» **To be done**: Retype every one of the lines below word for word, leaving out the pictures.

......

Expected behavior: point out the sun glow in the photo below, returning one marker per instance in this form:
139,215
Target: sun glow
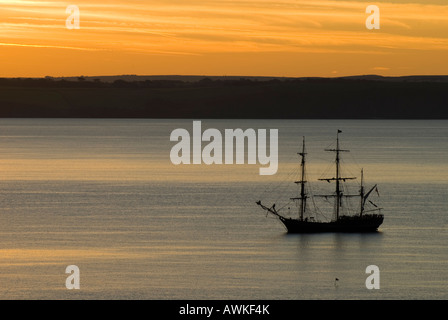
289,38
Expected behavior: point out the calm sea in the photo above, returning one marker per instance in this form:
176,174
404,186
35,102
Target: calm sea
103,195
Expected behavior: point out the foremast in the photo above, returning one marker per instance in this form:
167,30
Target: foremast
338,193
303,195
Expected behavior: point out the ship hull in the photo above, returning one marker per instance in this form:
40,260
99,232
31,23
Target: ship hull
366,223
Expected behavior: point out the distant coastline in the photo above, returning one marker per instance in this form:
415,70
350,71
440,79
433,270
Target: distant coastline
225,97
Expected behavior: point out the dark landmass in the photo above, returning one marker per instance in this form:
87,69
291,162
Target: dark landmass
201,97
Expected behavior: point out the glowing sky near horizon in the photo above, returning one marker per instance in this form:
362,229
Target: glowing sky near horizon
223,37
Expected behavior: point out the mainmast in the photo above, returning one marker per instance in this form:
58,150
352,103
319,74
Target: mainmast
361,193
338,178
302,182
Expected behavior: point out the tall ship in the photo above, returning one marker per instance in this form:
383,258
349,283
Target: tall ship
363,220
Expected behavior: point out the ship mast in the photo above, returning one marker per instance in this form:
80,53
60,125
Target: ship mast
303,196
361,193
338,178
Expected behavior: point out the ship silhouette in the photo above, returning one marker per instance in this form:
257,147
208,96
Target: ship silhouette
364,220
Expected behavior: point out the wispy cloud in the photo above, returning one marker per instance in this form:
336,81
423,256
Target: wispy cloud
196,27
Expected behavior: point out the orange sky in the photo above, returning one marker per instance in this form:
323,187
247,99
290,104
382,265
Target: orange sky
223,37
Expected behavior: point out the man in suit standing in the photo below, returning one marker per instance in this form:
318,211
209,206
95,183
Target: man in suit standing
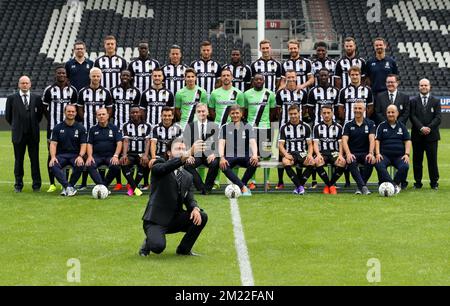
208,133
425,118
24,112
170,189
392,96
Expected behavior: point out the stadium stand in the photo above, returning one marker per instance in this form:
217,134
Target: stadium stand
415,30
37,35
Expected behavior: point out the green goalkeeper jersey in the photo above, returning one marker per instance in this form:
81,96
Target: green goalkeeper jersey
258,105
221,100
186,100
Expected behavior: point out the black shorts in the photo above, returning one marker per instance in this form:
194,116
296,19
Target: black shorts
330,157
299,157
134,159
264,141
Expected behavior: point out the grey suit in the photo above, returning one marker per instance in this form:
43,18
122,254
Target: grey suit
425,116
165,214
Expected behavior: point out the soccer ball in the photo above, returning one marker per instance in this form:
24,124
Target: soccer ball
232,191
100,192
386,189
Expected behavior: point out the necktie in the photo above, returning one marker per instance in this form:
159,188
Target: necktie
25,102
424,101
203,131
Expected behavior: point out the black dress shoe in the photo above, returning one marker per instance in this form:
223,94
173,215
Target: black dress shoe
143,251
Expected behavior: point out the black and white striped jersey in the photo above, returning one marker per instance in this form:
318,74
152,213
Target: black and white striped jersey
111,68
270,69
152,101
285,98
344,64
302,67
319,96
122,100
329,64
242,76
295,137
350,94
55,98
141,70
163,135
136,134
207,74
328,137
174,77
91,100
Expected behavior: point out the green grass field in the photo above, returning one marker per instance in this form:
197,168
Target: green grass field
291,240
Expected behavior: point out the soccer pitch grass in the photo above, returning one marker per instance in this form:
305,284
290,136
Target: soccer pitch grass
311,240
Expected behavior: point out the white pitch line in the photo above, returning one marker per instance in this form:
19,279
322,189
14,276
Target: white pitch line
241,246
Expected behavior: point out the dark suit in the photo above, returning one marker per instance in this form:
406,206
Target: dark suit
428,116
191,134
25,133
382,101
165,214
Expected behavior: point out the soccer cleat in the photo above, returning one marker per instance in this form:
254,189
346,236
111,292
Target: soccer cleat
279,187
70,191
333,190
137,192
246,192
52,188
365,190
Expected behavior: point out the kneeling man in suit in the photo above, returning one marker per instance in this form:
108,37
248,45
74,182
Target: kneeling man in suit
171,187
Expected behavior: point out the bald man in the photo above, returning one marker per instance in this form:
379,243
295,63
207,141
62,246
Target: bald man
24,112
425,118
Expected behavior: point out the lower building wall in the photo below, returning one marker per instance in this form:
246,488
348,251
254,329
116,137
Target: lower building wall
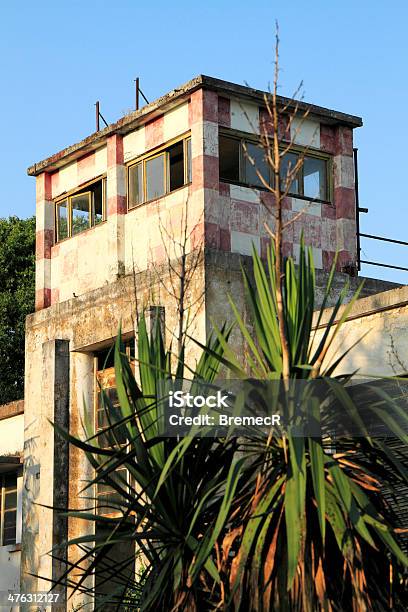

......

» **Task response**:
Expected behavior: point out the sun glow in the photo below, returning one marker per instance in this form:
139,215
Target: sun glow
289,38
Expected behavior: point out the calm sea in the photo above, returning one marker per instance in this form:
176,174
404,186
35,102
Target: calm sea
103,195
Expected behavior: point out the foremast in the photo above, returning one marker per instance in this form:
167,30
Target: foremast
338,193
303,195
Expected behavior: point out the ship hull in the photo above, returning one marker per instance in this form:
40,260
99,232
31,23
Target: ship hull
366,223
Expected behavior: point out the distant coastline in the photo above, returning one marker per instance in this form:
415,70
350,71
440,79
433,270
Target: distant coastline
225,97
Expected behavior: point out the dark landmass in the photo above, returning one marker per instance in this form:
87,69
291,162
Target: dark landmass
201,97
Expected behavior: point out the glowing sky near horizon in the photo above, returning one marker per instance in this form:
362,229
Target: glowing sky near horizon
223,37
Expected behavior: point out the mainmast in the photo above, returning one marker per instance in this form:
58,150
352,103
319,74
Target: mainmast
361,193
338,178
302,182
Expected behavior: point out the tall ship in the photo above, returning one marker per instance in this form:
383,258
349,283
Target: tall ship
363,220
Expected behavior: point out the ship mast in the photo above, returning one marker per instance in this form:
80,53
60,125
Target: ship mast
303,196
361,193
338,178
Expected behavior: point out the ship silhouette in the photo above, returning one marker per instance in this form:
257,147
208,96
Target: ship silhouette
364,220
Expected behavior: point out the wispy cloud in the photo above, returning one marker per instance in this form:
336,81
423,256
Target: wispy cloud
196,27
Expected behavior: point out the orange sky in the photo above, returning one marker per instance in this form:
323,187
247,99
290,104
382,265
Target: orange sky
223,37
Expected behavior: point out the man in suit standing in the photo below, returning one marker per instance in this form:
318,211
209,206
95,183
Target: man in suit standing
208,133
425,118
24,112
170,189
392,96
Expected behavior: point out the stadium stand in the photo above, returning one marker per instance in this form:
217,134
Target: stadium stand
415,30
37,35
Expected behavior: point out the green goalkeeper jersey in the photo above, returning one marker per instance in this form:
81,96
Target: green goalkeeper jersey
258,105
221,100
186,100
Expected behavior: point out the black shorts in the photo above, returning one marker per instance in this form:
194,116
296,19
Target: black shorts
330,157
299,157
134,159
264,141
Expected behavior: point out the grey suit in the photo above, returning one marker per instance in this form:
43,18
122,254
Target: grey suit
425,116
165,214
Expected behavior: point out the soccer ball in the photo above, returning one marker per instance in this form:
24,124
Target: soccer ball
232,191
100,192
386,189
Expected behavior: point out the necktie in the photo above, returning one marker per instance in this form:
159,188
Target: necktie
25,102
424,101
203,131
Expected behavior: point out the black dress shoe in the photo above, returning one marker per instance in this form:
223,94
173,215
Target: black dress shoe
143,251
Expected behavior: point out the black and white striped jersey in the photo above, returning one marker per instance in this form:
318,74
152,213
Target: black and white striped jersey
111,68
270,69
152,101
285,98
344,64
302,67
319,96
122,100
329,64
242,76
295,137
350,94
55,98
141,70
163,135
136,134
207,74
328,137
174,77
91,100
Expected behavior: point out the green grass field in the photo above, returning one marker per instance in this form:
197,168
Target: green grass field
291,240
Expected behavior: point out the soccer pitch grass in the photo above, returning one marker per instance in this form:
305,284
290,136
Target: soccer pitch grass
311,240
Expected behavior: point out the white pitch line in the photo above, returning one marker per instance in this form:
19,279
322,189
14,276
Target: white pitch line
241,246
Expected behavior: point out the dark suit in the photo above, returning one marker per instance in this form:
406,206
Target: dark suit
428,116
191,134
25,133
382,101
165,214
Expected behavior: point out the soccer cleat in the photo above, returning one marker per instance in this form:
254,189
346,236
111,292
Target: soccer cleat
279,187
70,191
333,190
137,192
246,192
52,188
365,190
Expected behavior: point out the kneeling man in suit in the photo above, returning one marker per instance in this form:
108,37
248,45
74,182
Target: kneeling man in suit
171,187
Expected behavior: point out the bald man in the photo above, returning one marker per instance in this form:
379,243
295,63
207,141
62,246
Target: bald man
24,112
425,118
Expected behavior: point out the lower building wall in the photo below, returning one marker per instance in this form:
246,488
348,251
254,329
116,137
Target: lower building wall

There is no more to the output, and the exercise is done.